* _Aim_: Please reproduce all of the data below word for word.

* _Exercise materials_:
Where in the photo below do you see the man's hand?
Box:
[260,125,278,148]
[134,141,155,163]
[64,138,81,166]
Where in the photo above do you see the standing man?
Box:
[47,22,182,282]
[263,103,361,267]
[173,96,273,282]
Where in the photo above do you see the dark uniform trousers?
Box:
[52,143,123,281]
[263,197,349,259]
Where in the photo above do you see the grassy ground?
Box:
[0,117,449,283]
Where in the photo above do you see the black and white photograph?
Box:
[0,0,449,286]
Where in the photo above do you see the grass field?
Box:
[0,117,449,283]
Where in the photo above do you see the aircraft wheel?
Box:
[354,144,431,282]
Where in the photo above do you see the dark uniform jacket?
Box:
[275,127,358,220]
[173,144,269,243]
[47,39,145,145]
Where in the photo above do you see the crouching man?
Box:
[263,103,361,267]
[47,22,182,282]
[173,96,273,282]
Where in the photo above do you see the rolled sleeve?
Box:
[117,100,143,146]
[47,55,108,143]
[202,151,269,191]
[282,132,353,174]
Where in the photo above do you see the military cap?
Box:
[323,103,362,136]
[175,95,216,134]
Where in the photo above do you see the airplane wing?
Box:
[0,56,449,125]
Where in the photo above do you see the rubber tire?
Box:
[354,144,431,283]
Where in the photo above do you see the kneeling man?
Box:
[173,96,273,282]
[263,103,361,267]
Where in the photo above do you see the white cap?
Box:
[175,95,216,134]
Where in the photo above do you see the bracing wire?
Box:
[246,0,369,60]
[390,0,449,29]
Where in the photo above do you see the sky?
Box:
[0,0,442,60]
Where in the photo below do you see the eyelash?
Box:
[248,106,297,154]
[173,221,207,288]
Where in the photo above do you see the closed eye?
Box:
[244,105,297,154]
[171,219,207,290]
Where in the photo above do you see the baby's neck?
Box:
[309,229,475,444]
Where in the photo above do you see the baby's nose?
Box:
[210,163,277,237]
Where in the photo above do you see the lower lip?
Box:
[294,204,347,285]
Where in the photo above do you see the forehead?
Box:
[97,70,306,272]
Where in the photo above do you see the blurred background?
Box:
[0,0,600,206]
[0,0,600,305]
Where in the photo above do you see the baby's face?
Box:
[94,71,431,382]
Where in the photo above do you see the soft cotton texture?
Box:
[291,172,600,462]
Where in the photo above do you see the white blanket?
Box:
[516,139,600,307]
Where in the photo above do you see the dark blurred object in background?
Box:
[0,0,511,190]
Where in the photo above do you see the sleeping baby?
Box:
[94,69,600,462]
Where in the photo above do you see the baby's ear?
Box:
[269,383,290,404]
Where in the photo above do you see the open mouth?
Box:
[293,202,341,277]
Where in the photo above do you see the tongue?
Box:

* _The response_:
Where in the photo below do you see the man's hand?
Box:
[260,125,278,148]
[134,141,155,163]
[64,138,81,166]
Where in the photo above do you see the standing man?
Box:
[47,22,182,282]
[263,103,361,267]
[173,96,273,282]
Where in the photo above do you see the dark uniform trousers?
Box:
[52,143,123,281]
[263,197,349,259]
Where in the photo above do you see the grassy ground?
Box:
[0,117,449,283]
Where in the photo above do you see the black and white photograph?
Box:
[0,0,449,286]
Where in the photo above do you see the grass field?
Box:
[0,117,449,283]
Where in the photo above do you see the aircraft wheel?
Box:
[354,144,431,282]
Where in the photo above do you see the dark uniform jacket?
Box:
[275,127,358,220]
[173,144,269,243]
[47,39,145,145]
Where in the photo above do you see the crouching man?
Box:
[263,103,361,267]
[47,22,182,282]
[173,96,273,282]
Where in the photo above do you see the rolled sleeve?
Box:
[117,100,143,146]
[47,55,108,143]
[202,151,269,191]
[282,132,353,174]
Where in the photo above do you see the military cap?
Box:
[323,103,362,136]
[175,95,216,134]
Where in the photo above do you see the airplane wing?
Box:
[0,56,449,125]
Where in the photo above do you see the rubber tire?
Box:
[354,144,431,283]
Where in the photo above do you see the kneeling man?
Box:
[173,96,273,282]
[263,103,361,267]
Where in the photo above do you see the white cap?
Box:
[175,95,216,134]
Where in the photo above do you see the bracing wire?
Box:
[246,0,369,60]
[390,0,449,29]
Where in the photo above do you see the sky?
Box:
[0,0,442,60]
Where in the photo below do you see the eyelash?
Box:
[248,106,297,154]
[173,221,207,288]
Where in the photo above do you see the closed eye?
Box:
[244,105,297,154]
[171,219,207,290]
Where in the photo above do you see the baby's neck?
Box:
[309,229,475,444]
Where in the photo above do you see the baby's nose?
Box:
[210,163,277,237]
Where in the photo above do you see the lower lip?
Box:
[294,204,347,285]
Where in the photo above do you see the forehead?
Box:
[97,70,306,272]
Where in the photo above do you see the blurred background?
Box:
[0,0,600,206]
[0,0,600,305]
Where in the photo above do you see the baby's face?
Box:
[94,71,431,382]
Where in the photo above do you see the soft cotton texture?
Box:
[291,172,600,462]
Where in the photo above do you see the white blanket?
Box:
[516,139,600,307]
Where in the photo above do you see the dark blurred object in background?
Box:
[0,0,511,190]
Where in the photo above do you see the sleeping baby?
Box:
[94,69,600,462]
Where in the photo above do you see the baby's ear?
Box:
[269,383,290,404]
Where in the photo above do you see the open mouth?
Box:
[293,202,341,277]
Where in the photo above do you see the tongue?
Box:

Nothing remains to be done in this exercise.